The exercise —
Count the lines in these records that contain the string "cluster". Reply with the number alone.

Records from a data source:

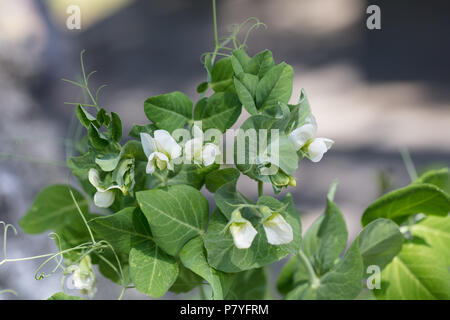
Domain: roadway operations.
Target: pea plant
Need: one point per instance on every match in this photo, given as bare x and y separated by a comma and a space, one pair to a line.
142, 219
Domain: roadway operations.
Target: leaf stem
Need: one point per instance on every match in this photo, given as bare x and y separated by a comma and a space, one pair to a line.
313, 279
202, 292
409, 164
216, 37
260, 188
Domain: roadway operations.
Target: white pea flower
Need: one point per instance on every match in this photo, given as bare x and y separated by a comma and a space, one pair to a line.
160, 150
195, 151
242, 231
104, 197
304, 137
83, 277
278, 231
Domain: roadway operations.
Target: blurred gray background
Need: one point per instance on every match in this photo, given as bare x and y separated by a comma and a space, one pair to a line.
373, 92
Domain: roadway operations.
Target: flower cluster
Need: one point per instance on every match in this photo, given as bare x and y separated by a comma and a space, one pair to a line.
83, 277
277, 230
304, 139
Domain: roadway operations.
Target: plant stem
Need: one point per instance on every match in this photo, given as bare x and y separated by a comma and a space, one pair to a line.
260, 188
313, 279
216, 37
409, 164
202, 293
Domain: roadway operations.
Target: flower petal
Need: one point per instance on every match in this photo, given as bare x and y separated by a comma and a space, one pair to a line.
166, 143
197, 132
148, 144
243, 234
302, 134
150, 164
161, 160
318, 147
209, 153
278, 231
104, 199
193, 150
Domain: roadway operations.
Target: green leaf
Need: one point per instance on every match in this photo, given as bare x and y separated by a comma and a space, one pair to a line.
440, 178
152, 270
223, 254
169, 111
63, 296
249, 285
239, 61
285, 282
418, 272
193, 257
175, 214
186, 280
288, 159
123, 230
133, 150
103, 118
220, 111
326, 239
113, 274
116, 127
189, 174
96, 138
342, 282
107, 162
85, 117
136, 130
379, 242
245, 85
215, 179
402, 203
260, 64
275, 87
53, 207
80, 166
435, 231
202, 87
222, 76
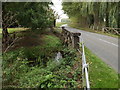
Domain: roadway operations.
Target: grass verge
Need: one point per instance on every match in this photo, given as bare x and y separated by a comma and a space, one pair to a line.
35, 67
94, 31
100, 74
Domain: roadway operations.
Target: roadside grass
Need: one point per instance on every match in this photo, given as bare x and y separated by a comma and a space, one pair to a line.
94, 31
36, 66
11, 30
100, 74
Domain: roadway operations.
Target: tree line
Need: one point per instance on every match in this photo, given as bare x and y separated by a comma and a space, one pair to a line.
94, 15
34, 15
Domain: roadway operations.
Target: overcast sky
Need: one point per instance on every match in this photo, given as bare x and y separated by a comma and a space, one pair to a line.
58, 8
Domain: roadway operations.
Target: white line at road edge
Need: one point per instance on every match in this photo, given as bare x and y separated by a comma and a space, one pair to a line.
109, 42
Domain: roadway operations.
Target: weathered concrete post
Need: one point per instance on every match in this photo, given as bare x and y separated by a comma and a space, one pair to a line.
75, 40
70, 38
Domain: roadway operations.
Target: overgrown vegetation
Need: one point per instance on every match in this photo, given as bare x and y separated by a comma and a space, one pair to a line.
95, 15
100, 74
36, 66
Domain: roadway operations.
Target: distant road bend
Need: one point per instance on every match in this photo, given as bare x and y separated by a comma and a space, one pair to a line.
103, 46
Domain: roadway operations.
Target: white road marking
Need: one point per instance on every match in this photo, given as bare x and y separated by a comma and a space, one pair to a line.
109, 42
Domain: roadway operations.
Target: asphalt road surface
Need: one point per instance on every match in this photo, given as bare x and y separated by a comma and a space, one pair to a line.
105, 47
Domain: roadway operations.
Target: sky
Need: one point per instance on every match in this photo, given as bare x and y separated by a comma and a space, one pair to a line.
58, 8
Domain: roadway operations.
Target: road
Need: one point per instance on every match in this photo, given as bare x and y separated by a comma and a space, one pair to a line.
105, 47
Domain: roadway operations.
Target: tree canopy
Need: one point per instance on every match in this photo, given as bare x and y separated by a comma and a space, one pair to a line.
97, 14
30, 14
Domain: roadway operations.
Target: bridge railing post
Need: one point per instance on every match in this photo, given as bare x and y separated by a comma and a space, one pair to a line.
75, 40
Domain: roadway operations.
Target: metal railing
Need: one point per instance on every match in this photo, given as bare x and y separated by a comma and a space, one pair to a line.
85, 77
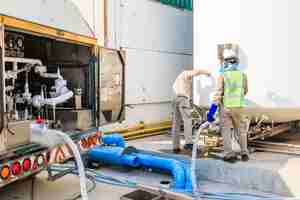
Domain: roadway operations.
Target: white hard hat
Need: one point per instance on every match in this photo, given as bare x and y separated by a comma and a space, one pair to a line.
229, 53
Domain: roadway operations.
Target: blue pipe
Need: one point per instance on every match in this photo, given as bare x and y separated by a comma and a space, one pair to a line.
113, 155
113, 139
170, 165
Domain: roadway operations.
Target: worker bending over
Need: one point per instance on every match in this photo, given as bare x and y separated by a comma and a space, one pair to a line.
232, 88
182, 107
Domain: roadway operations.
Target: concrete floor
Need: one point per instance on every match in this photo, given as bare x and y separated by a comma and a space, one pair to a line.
65, 187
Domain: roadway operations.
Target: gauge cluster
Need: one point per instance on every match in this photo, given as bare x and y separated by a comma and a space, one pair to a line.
14, 45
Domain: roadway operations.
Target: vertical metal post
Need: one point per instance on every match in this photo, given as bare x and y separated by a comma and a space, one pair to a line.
2, 81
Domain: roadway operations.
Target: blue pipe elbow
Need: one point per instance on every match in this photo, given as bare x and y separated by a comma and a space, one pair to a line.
112, 156
114, 139
172, 166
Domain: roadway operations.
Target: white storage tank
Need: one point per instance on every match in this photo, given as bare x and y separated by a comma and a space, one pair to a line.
268, 34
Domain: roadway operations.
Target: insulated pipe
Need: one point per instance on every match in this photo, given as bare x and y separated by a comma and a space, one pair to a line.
42, 135
114, 139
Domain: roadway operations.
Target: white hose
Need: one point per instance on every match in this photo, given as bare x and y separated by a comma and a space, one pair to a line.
79, 162
194, 160
42, 135
58, 100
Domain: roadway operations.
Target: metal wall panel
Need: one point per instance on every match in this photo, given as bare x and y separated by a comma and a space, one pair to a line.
63, 15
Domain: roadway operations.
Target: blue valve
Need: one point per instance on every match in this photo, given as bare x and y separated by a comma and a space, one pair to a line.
211, 113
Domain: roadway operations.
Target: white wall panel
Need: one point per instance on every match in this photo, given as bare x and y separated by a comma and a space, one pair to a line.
153, 26
268, 33
150, 75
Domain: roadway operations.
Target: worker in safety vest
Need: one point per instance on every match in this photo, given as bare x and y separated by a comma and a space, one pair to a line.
182, 107
232, 88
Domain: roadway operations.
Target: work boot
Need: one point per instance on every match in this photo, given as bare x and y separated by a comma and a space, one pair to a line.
230, 157
176, 151
188, 147
244, 157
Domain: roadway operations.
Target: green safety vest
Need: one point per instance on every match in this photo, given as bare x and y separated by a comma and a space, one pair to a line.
234, 92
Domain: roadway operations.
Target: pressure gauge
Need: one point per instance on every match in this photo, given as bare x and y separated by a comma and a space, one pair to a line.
20, 43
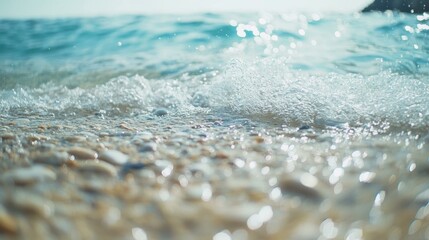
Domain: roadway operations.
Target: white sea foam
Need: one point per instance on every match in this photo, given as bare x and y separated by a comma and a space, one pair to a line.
263, 90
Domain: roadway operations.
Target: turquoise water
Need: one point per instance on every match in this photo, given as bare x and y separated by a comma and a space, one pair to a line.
297, 69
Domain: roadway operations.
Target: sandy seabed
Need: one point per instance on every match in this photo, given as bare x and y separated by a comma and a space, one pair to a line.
209, 177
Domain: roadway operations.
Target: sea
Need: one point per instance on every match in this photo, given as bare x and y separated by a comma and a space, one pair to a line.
334, 98
296, 69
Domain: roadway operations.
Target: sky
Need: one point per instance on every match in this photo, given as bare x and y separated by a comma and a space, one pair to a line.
79, 8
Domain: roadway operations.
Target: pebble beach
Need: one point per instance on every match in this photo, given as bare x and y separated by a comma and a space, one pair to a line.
215, 126
168, 177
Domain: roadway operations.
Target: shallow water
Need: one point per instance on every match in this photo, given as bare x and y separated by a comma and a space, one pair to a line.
300, 126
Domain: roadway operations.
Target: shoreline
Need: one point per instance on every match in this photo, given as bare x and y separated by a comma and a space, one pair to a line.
196, 177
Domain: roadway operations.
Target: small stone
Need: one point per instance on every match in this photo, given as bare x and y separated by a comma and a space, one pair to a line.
148, 147
97, 167
31, 203
34, 137
160, 112
52, 158
8, 136
75, 139
127, 167
304, 127
82, 153
113, 157
31, 175
8, 224
290, 186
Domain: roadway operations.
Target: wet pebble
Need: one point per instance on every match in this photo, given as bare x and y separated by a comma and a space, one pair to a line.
30, 175
148, 147
8, 223
31, 203
34, 137
160, 112
82, 153
8, 136
304, 127
74, 139
294, 187
52, 158
98, 167
113, 157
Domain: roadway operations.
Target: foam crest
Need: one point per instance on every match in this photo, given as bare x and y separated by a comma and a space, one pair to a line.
121, 95
268, 90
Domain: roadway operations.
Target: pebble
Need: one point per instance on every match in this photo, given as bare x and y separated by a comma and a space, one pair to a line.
52, 158
75, 139
31, 203
8, 224
33, 138
30, 175
97, 167
160, 112
304, 127
8, 136
113, 157
148, 147
290, 186
82, 153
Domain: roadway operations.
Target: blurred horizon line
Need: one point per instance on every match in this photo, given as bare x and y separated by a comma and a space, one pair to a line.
22, 9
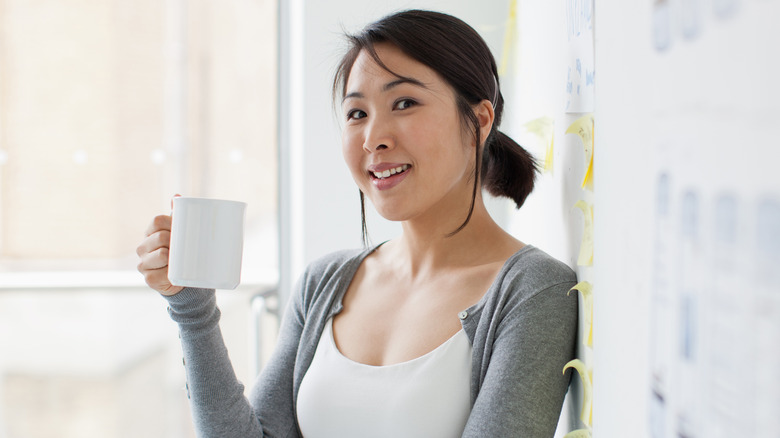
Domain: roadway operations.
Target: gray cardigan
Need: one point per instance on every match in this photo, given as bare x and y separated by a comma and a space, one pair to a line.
523, 331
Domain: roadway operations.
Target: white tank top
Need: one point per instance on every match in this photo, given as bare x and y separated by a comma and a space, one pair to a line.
425, 397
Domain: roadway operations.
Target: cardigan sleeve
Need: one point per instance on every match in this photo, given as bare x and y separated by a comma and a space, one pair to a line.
523, 387
219, 408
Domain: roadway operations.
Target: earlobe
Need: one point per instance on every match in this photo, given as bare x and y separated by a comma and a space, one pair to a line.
485, 116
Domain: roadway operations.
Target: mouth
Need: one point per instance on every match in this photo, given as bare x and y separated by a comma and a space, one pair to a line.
387, 173
384, 177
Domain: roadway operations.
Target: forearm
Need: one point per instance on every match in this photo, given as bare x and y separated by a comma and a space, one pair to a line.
219, 408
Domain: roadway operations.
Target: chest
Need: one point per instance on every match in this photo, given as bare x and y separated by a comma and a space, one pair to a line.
387, 319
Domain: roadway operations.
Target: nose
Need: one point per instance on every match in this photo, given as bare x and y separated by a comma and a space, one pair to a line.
378, 136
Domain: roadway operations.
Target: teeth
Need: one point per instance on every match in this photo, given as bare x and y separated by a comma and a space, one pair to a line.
389, 172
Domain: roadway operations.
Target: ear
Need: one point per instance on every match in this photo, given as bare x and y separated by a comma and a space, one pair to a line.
485, 116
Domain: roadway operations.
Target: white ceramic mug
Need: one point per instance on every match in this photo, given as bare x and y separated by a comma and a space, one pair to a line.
207, 242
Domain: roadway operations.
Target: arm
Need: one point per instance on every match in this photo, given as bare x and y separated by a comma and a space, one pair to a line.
524, 387
217, 400
216, 396
219, 408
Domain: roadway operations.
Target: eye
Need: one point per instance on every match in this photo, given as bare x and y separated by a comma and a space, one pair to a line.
355, 114
403, 104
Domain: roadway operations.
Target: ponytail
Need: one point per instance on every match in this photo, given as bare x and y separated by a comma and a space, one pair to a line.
508, 170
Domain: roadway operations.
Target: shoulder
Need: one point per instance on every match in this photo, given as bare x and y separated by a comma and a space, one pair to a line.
537, 269
328, 277
532, 274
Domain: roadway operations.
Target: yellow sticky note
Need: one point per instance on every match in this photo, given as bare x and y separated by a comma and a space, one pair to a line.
586, 289
544, 128
586, 414
583, 127
509, 38
586, 247
579, 433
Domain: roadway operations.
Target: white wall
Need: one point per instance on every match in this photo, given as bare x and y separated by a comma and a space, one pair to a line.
703, 111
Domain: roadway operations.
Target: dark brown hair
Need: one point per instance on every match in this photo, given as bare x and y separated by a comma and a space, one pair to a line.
461, 57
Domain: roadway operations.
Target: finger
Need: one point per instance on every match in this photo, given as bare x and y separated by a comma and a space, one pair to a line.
161, 222
154, 260
158, 280
160, 239
174, 196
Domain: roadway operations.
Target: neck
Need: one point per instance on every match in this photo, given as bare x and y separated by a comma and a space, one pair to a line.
428, 246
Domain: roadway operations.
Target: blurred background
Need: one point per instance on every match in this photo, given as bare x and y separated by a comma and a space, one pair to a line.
108, 108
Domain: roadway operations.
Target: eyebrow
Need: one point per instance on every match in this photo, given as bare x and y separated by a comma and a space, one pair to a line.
387, 87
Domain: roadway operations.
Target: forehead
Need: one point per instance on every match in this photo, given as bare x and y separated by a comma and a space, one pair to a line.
366, 72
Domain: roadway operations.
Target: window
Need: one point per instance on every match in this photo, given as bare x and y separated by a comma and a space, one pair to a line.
108, 108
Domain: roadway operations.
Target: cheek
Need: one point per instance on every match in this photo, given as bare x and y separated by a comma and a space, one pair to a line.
351, 149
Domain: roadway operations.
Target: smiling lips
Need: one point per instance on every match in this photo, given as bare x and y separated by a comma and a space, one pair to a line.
385, 177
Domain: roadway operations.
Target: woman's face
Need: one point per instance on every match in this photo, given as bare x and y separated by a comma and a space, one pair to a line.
403, 139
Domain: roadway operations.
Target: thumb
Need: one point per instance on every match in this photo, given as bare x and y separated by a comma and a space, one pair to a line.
174, 197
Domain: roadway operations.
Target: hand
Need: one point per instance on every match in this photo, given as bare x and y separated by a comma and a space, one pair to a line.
153, 252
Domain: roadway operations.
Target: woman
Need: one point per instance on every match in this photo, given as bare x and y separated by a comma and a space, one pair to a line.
455, 328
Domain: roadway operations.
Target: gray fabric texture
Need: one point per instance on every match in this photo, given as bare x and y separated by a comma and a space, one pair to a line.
523, 331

Answer to the exercise —
2